| Extracted text |
Azure
Accelerated Networking: SmartNICs in the Public Cloud
Paper: Daniel Firestone,
Andrew Putnam, Sambhrama Mundkur, Derek Chiou, Alireza Dabagh, Mike
Andrewartha, Hari Angepat, Vivek Bhanu, Adrian Caulfield, Eric Chung,
Harish Kumar Chandrappa, Somesh Chaturmohta, Matt Humphrey, Jack Lavier,
Norman Lam, Fengfen Liu, Kalin Ovtcharov, Jitu Padhye, Gautham Popuri,
Shachar Raindel, Tejas Sapre, Mark Shaw, Gabriel Silva, Madhan
Sivakumar, Nisheeth Srivastava, Anshuman Verma, Qasim Zuhair, Deepak
Bansal, Doug Burger, Kushagra Vaid, David A. Maltz, and Albert
Greenberg. 2018. Azure accelerated networking: SmartNICs in the public
cloud. In Proceedings of the 15th USENIX Conference on Networked Systems
Design and Implementation (NSDI’18). USENIX Association, USA,
51–64.
This paper presents Azure Accelerated Networking (AccelNet), a
solution for offloading host networking to hardware using custom Azure
SmartNICs based on FPGAs, providing <15 microseconds VM-VM TCP
latencies and 32 Gbps throughput, since 2016.
Azure has built its cloud network on host-based SDN technologies,
through software running in the hypervisor, to implement a rich &
changing set of virtual networking features, in order to sell
Infrastructure-as-a-Service (IaaS).
- private virtual networks with customer supplied address spaces
- scalable L4 load balancers
- security groups & Access Control Lists (ACLs)
- virtual routing tables
- bandwidth metering
- QoS
and more.
The Virtual Filtering Platform (VFP) is a cloud-scale
programmable vSwitch, providing scalable SDN policy for Azure. It is
highly programmable and serviceable.
Single Root I/O Virtualization (SR-IOV) reduces CPU
utilization by allowing VM to directly access NIC hardware. The host
connects to a privileged physical function (PF), while each virtual
machine connects to its own virtual function (VF). An SR-IOV NIC
contains an embedded switch to forward packets to the right VF based on
the MAC address.

A data block
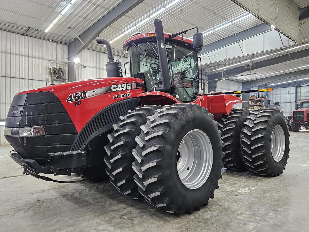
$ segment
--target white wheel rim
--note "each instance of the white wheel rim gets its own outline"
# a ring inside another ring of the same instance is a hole
[[[208,136],[200,130],[188,132],[178,148],[177,169],[181,182],[195,189],[207,180],[212,167],[212,146]]]
[[[270,150],[273,157],[277,162],[282,159],[286,148],[286,138],[282,127],[277,125],[273,130],[270,139]]]

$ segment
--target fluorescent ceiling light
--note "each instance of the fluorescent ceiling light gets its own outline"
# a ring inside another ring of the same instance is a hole
[[[251,16],[252,15],[252,14],[248,14],[244,16],[243,16],[242,17],[241,17],[241,18],[240,18],[239,19],[235,19],[235,20],[232,21],[232,23],[234,24],[239,21],[241,21],[242,20],[243,20],[245,19],[248,18],[248,17],[249,17],[249,16]]]
[[[280,51],[277,52],[275,52],[274,53],[273,53],[272,54],[269,54],[269,56],[272,56],[273,55],[276,55],[277,54],[279,54],[279,53],[281,53],[281,52],[283,52],[283,51]]]
[[[75,2],[76,0],[72,0],[71,1],[70,3],[67,5],[65,8],[62,10],[62,11],[61,11],[61,13],[60,13],[60,14],[57,16],[57,18],[56,18],[55,20],[53,21],[53,22],[49,26],[48,26],[48,27],[46,28],[44,31],[45,32],[48,32],[48,31],[49,31],[50,28],[52,28],[52,27],[53,27],[53,26],[56,23],[56,22],[61,17],[61,16],[62,16],[63,14],[66,13],[66,11],[69,9],[69,8],[72,6],[72,5],[73,5],[73,4]]]
[[[304,65],[303,66],[301,66],[300,67],[298,67],[298,68],[304,68],[305,67],[308,67],[308,66],[309,66],[309,64],[307,65]]]
[[[45,31],[44,31],[45,32],[47,32],[49,31],[49,29],[52,28],[52,27],[54,25],[54,24],[50,24],[48,26],[48,27],[46,28]]]
[[[143,24],[144,23],[146,22],[150,19],[150,18],[149,17],[147,18],[147,19],[145,19],[142,22],[138,23],[137,24],[135,25],[135,26],[136,26],[137,27],[139,27],[139,26],[141,26],[141,25],[142,24]]]
[[[174,6],[174,5],[176,4],[177,2],[180,1],[180,0],[175,0],[175,1],[173,2],[171,2],[168,5],[165,6],[166,8],[168,8],[169,7],[171,6]]]
[[[127,30],[125,32],[124,32],[123,33],[124,34],[125,34],[125,34],[127,34],[128,33],[129,33],[129,32],[130,32],[131,31],[133,31],[133,30],[134,29],[135,29],[136,28],[136,26],[134,26],[133,27],[129,29],[128,30]]]
[[[213,32],[214,31],[214,30],[212,30],[211,31],[209,31],[207,32],[205,32],[203,34],[203,36],[205,36],[206,35],[208,35],[209,34],[210,34],[210,33],[212,33],[212,32]]]
[[[289,48],[288,49],[286,49],[285,50],[284,50],[284,52],[286,52],[287,51],[290,51],[290,50],[293,50],[293,49],[295,49],[296,48],[298,48],[300,47],[300,45],[298,46],[297,47],[294,47],[293,48]]]
[[[254,59],[252,59],[252,60],[258,60],[259,59],[261,59],[262,58],[264,58],[267,56],[268,56],[268,55],[265,55],[265,56],[260,56],[259,57],[256,57],[256,58],[254,58]]]
[[[271,84],[269,85],[275,85],[277,84],[285,84],[286,83],[289,83],[290,82],[294,82],[295,81],[298,81],[300,80],[307,80],[309,79],[309,77],[307,77],[305,78],[302,78],[302,79],[297,79],[296,80],[289,80],[288,81],[284,81],[283,82],[279,82],[279,83],[275,83],[274,84]]]
[[[298,79],[297,80],[307,80],[307,79],[309,79],[309,77],[307,77],[306,78],[302,78],[302,79]]]
[[[220,26],[220,27],[218,27],[217,28],[215,28],[214,30],[215,31],[218,31],[218,30],[220,30],[220,29],[222,29],[222,28],[224,28],[228,26],[229,26],[231,24],[232,24],[232,22],[230,22],[224,25],[222,25],[222,26]]]
[[[163,12],[163,11],[165,11],[166,10],[166,8],[165,8],[165,7],[163,7],[163,8],[162,8],[161,10],[159,10],[159,11],[157,11],[154,14],[152,15],[150,15],[149,16],[149,18],[150,18],[150,19],[152,19],[155,16],[156,16],[158,15],[160,13],[161,13],[162,12]]]

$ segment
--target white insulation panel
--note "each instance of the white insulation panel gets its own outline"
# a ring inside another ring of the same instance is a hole
[[[295,107],[295,88],[274,88],[272,92],[268,92],[268,100],[273,101],[272,104],[276,101],[281,103],[284,115],[292,116]]]

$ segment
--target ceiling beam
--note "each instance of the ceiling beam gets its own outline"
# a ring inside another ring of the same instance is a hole
[[[299,9],[299,21],[309,19],[309,6]]]
[[[76,38],[69,45],[69,60],[73,60],[102,31],[138,6],[144,0],[123,0],[119,4],[105,14],[86,31],[79,35],[80,39]],[[83,41],[82,43],[81,41]],[[76,79],[76,66],[73,63],[69,63],[69,81]],[[75,70],[74,70],[75,69]]]
[[[301,75],[300,75],[298,71],[296,71],[288,74],[286,74],[286,77],[284,74],[279,74],[273,76],[265,77],[249,81],[243,82],[242,84],[242,90],[248,90],[252,88],[256,88],[260,86],[269,85],[271,84],[274,84],[278,82],[288,81],[289,80],[291,80],[290,79],[291,78],[300,76],[302,77],[300,78],[300,79],[301,79],[302,78],[309,77],[307,75],[303,77],[304,75],[307,75],[309,74],[309,69],[301,70],[300,72],[301,74]]]
[[[300,9],[299,15],[300,21],[309,18],[309,6]],[[259,25],[236,33],[236,36],[239,40],[240,41],[272,29],[272,28],[270,26],[264,23]],[[233,35],[205,45],[203,47],[202,50],[199,55],[203,55],[206,54],[206,52],[210,52],[230,44],[237,43],[237,38],[235,35]]]
[[[212,51],[225,47],[232,44],[237,43],[237,38],[239,41],[241,41],[261,33],[264,33],[271,30],[272,29],[270,26],[265,23],[262,23],[259,25],[236,33],[237,38],[235,35],[233,35],[205,45],[203,46],[203,50],[199,54],[199,55],[200,56],[205,54],[206,52],[210,52]]]
[[[256,69],[268,67],[271,65],[280,64],[290,60],[293,60],[309,56],[309,49],[290,53],[289,54],[290,56],[288,54],[287,54],[261,61],[255,62],[254,65],[251,66],[251,70],[254,70]],[[290,56],[291,57],[290,58]],[[224,71],[228,77],[231,77],[242,73],[248,71],[249,70],[248,68],[245,68],[244,66],[243,66],[228,70],[225,70]],[[220,72],[208,75],[208,80],[215,80],[222,78],[222,72]]]

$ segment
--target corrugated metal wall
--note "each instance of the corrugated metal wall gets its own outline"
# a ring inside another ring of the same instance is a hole
[[[66,59],[67,50],[61,44],[0,30],[0,120],[5,119],[16,93],[50,84],[49,68],[65,67],[49,60]],[[6,143],[3,130],[0,126],[0,144]]]
[[[81,63],[87,67],[83,68],[80,65],[78,66],[76,70],[76,80],[107,77],[105,64],[108,60],[107,54],[85,49],[78,55],[78,57],[80,59]],[[118,61],[119,57],[115,56],[115,58]],[[125,75],[125,63],[128,60],[127,58],[122,57],[120,58],[124,76]],[[127,75],[129,75],[129,70],[127,70],[129,66],[127,65],[126,67]]]
[[[226,92],[241,90],[241,82],[230,80],[223,80],[217,82],[216,88],[216,92]],[[233,108],[237,109],[241,107],[241,104],[238,103],[235,105]]]
[[[301,86],[298,90],[298,100],[309,100],[309,86]]]
[[[79,57],[87,67],[78,66],[77,80],[106,76],[107,54],[85,49]],[[64,63],[49,60],[66,60],[67,57],[67,45],[0,30],[0,120],[5,119],[15,93],[50,84],[52,67],[67,70]],[[123,66],[128,60],[121,59],[124,73]],[[7,144],[4,129],[4,126],[0,126],[0,145]]]
[[[293,110],[295,109],[295,88],[290,87],[274,88],[273,91],[268,92],[268,100],[273,101],[272,104],[276,101],[280,102],[284,115],[291,116]]]

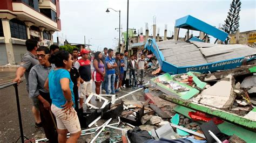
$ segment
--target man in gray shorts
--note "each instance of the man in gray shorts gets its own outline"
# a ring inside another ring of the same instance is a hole
[[[21,77],[25,74],[26,78],[26,89],[29,92],[29,74],[31,68],[39,63],[36,59],[36,50],[39,47],[38,42],[36,39],[28,39],[26,41],[26,46],[28,51],[22,57],[21,66],[16,72],[16,77],[13,80],[17,82],[18,84],[21,83]],[[41,119],[40,118],[40,112],[39,111],[39,100],[37,98],[33,98],[33,106],[32,112],[35,117],[36,123],[35,126],[38,127],[42,126]]]

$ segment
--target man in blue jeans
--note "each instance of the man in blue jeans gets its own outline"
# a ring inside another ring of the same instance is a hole
[[[109,94],[110,89],[109,85],[111,87],[110,94],[114,94],[114,83],[116,78],[116,71],[114,68],[117,67],[116,60],[112,57],[114,52],[112,49],[107,50],[108,56],[105,60],[105,64],[106,65],[106,94]]]

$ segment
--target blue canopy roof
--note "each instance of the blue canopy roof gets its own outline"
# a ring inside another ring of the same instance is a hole
[[[190,15],[176,20],[175,27],[178,28],[199,31],[225,41],[228,34]]]

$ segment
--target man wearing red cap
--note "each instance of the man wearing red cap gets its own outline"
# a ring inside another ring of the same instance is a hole
[[[86,98],[92,92],[91,61],[88,60],[90,51],[82,49],[80,52],[82,58],[75,63],[75,67],[78,69],[81,78],[84,83],[80,85],[79,95],[80,106],[83,108],[83,103],[85,95]]]

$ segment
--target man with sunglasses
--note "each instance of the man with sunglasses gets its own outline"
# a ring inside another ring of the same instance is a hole
[[[18,84],[21,82],[21,77],[25,74],[26,78],[26,89],[29,91],[29,74],[31,68],[38,63],[38,60],[36,57],[36,52],[39,47],[38,42],[36,39],[28,39],[26,41],[26,47],[28,51],[21,59],[21,65],[16,72],[16,77],[13,80],[17,82]],[[41,119],[40,118],[40,113],[38,110],[38,99],[37,98],[32,99],[33,106],[32,112],[35,117],[36,127],[41,127]]]
[[[48,91],[44,89],[45,81],[50,72],[52,70],[48,61],[50,50],[46,47],[40,46],[36,51],[36,56],[39,64],[33,66],[29,73],[29,97],[39,100],[39,110],[43,127],[45,135],[50,142],[58,142],[57,129],[55,128],[55,121],[50,107],[51,99]]]

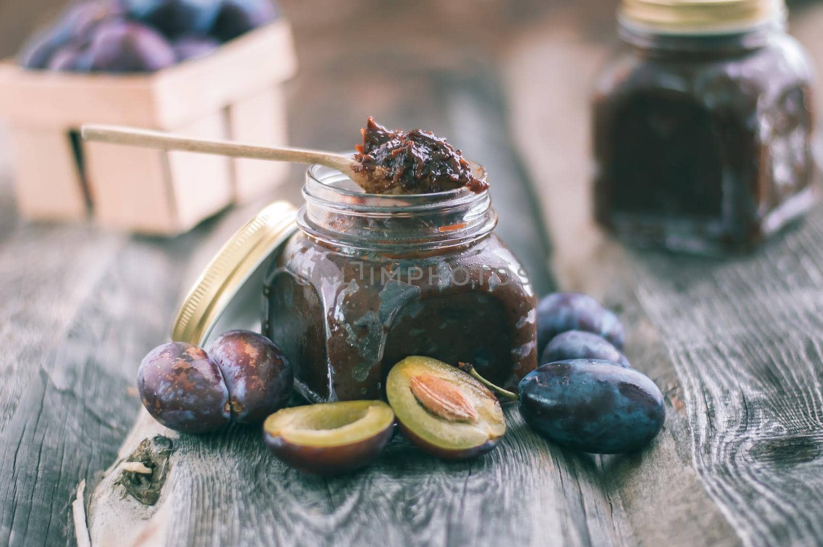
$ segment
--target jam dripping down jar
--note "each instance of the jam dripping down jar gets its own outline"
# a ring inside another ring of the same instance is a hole
[[[719,254],[815,202],[812,74],[782,0],[624,0],[618,19],[593,99],[601,225]]]
[[[509,387],[537,366],[535,295],[492,233],[487,191],[367,194],[313,166],[303,195],[264,276],[263,330],[306,398],[382,398],[409,355],[472,363]]]

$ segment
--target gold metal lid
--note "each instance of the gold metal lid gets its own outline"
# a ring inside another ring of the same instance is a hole
[[[183,301],[172,327],[173,341],[205,347],[212,331],[253,328],[259,323],[267,259],[297,229],[296,214],[289,203],[274,202],[226,242]]]
[[[629,26],[696,35],[733,32],[785,16],[784,0],[623,0],[618,12]]]

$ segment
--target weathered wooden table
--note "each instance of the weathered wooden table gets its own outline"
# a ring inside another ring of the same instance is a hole
[[[486,3],[475,16],[488,28],[500,14]],[[575,453],[509,408],[509,433],[482,458],[444,463],[398,437],[367,470],[320,479],[285,468],[254,428],[170,434],[141,409],[137,364],[166,339],[187,284],[265,202],[170,240],[32,225],[16,216],[7,158],[0,545],[76,535],[95,545],[823,543],[823,211],[727,260],[604,240],[588,220],[585,122],[603,45],[584,39],[572,8],[534,10],[528,24],[500,19],[495,43],[462,44],[467,30],[437,32],[449,22],[407,13],[406,25],[429,24],[439,38],[375,48],[346,35],[341,51],[337,23],[293,7],[299,27],[305,17],[293,141],[341,148],[371,114],[446,135],[481,159],[499,233],[537,291],[588,290],[620,311],[629,358],[666,394],[655,442],[628,456]],[[810,10],[797,32],[819,41],[821,23]],[[296,202],[300,182],[295,169],[278,197]],[[149,491],[128,486],[123,459],[157,433],[171,438],[151,447],[167,472]],[[152,493],[153,505],[133,495]]]

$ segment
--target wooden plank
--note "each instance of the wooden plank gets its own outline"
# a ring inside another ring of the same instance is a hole
[[[723,261],[604,239],[589,214],[581,123],[602,53],[553,24],[523,43],[505,77],[510,123],[540,189],[560,285],[622,310],[628,356],[667,395],[653,447],[603,458],[610,499],[643,543],[820,544],[819,211],[757,253]],[[537,63],[553,69],[536,72]],[[562,86],[552,86],[558,73]]]
[[[522,193],[523,174],[506,148],[505,136],[492,137],[492,128],[502,123],[494,81],[480,76],[453,78],[445,72],[431,81],[427,92],[439,100],[426,102],[425,111],[413,113],[405,123],[391,123],[439,126],[435,130],[453,141],[465,142],[488,157],[486,167],[508,183],[498,208],[500,218],[518,217],[501,229],[512,236],[518,254],[529,259],[535,282],[551,286],[543,240],[514,237],[536,234],[539,224],[523,214],[530,203]],[[458,101],[461,107],[454,108]],[[328,136],[309,132],[312,127],[307,125],[296,138],[329,146]],[[130,535],[150,535],[171,545],[489,545],[500,536],[524,545],[621,543],[619,508],[607,503],[603,477],[592,458],[551,449],[525,427],[516,409],[507,413],[510,433],[487,457],[443,462],[398,436],[374,465],[331,479],[286,468],[268,453],[257,428],[230,428],[206,438],[180,436],[157,507],[123,498],[115,484],[121,471],[117,466],[110,471],[91,500],[92,542],[105,543],[128,523]],[[128,455],[145,437],[162,433],[145,414],[136,429],[139,433],[129,437],[121,454]],[[273,499],[278,502],[261,502]]]

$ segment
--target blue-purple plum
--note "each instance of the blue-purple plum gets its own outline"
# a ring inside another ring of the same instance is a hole
[[[100,25],[88,47],[91,71],[152,72],[174,64],[177,55],[166,39],[145,25],[114,21]]]
[[[192,344],[169,342],[149,352],[137,371],[137,390],[149,414],[177,431],[216,431],[231,415],[220,369]]]
[[[585,331],[566,331],[551,339],[540,357],[540,364],[568,359],[599,359],[629,364],[620,350],[607,340]]]
[[[222,0],[212,34],[223,42],[274,21],[277,10],[271,0]]]
[[[638,450],[659,433],[663,396],[648,377],[611,361],[576,359],[541,365],[520,381],[526,423],[558,444],[585,452]]]
[[[233,420],[257,424],[288,402],[294,384],[291,367],[266,336],[229,331],[214,341],[209,355],[229,388]]]
[[[210,36],[184,36],[174,40],[171,47],[178,61],[188,61],[208,55],[220,47],[220,42]]]
[[[554,293],[537,303],[537,353],[560,332],[586,331],[623,349],[625,331],[613,313],[588,294]]]
[[[128,16],[170,38],[206,35],[220,11],[220,0],[120,0]]]
[[[56,63],[66,64],[66,48],[82,47],[98,25],[120,16],[121,10],[114,0],[75,4],[63,12],[55,24],[35,35],[23,46],[17,61],[27,68],[47,68],[53,56],[63,50],[63,59]]]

| Problem 1 |
Return the part of the Azure Accelerated Networking notes starting at "The Virtual Filtering" and ending at "the MAC address.", copied word for word.
| Problem 2 |
Carry the Azure Accelerated Networking notes further, picking up after their last sentence.

| Right answer 1 |
The Virtual Filtering Platform (VFP) is a cloud-scale
programmable vSwitch, providing scalable SDN policy for Azure. It is
highly programmable and serviceable.
Single Root I/O Virtualization (SR-IOV) reduces CPU
utilization by allowing VM to directly access NIC hardware. The host
connects to a privileged physical function (PF), while each virtual
machine connects to its own virtual function (VF). An SR-IOV NIC
contains an embedded switch to forward packets to the right VF based on
the MAC address.

| Right answer 2 |
Generic Flow Tables (GFT) is a match-action language that
defines transformation & control operations on packets for a
specific network flow. This mechanism is used in VFP to enforce policy
& filtering in an SR-IOV environment.
The Need & Desired Goals
Burning CPUs for these services takes away from the processing power
available to customer VMs and increases the overall cost of providing
cloud services. The authors need a cost-effective solution providing
hardware-like performance with software-like programmability with the
following goals:
- Don’t burn host CPU cores for network processing. A single
physical core with 2 hyper-threads is worth $4500 (2016) for an IaaS
provider.
- Maintain host SDN programmability of VFP. Competitive edge
of Azure for providing highly-configurable & feature-rich virtual
networks to IaaS customers
- Achieve the latency, throughput, and utilization of SR-IOV
hardware.
- Support new SDN workloads and primitives over time.
- Rollout new functionality to entire fleet.
- Provide high single-connection performance. With
software-based SDN, single core network processing cannot achieve
40Gbps+ bandwidth.
- Have a path to scale to 100Gb+.
- Retain serviceability.
Deciding the
right hardware - FPGAs as SmartNICs
- ASICs provide high performance but lack programmability, and
adaptability. Takes 1-2 years from specifications to arrival.
- Embedded cores in ASICs become a performance bottleneck &
requires vendor-specific firmware updates.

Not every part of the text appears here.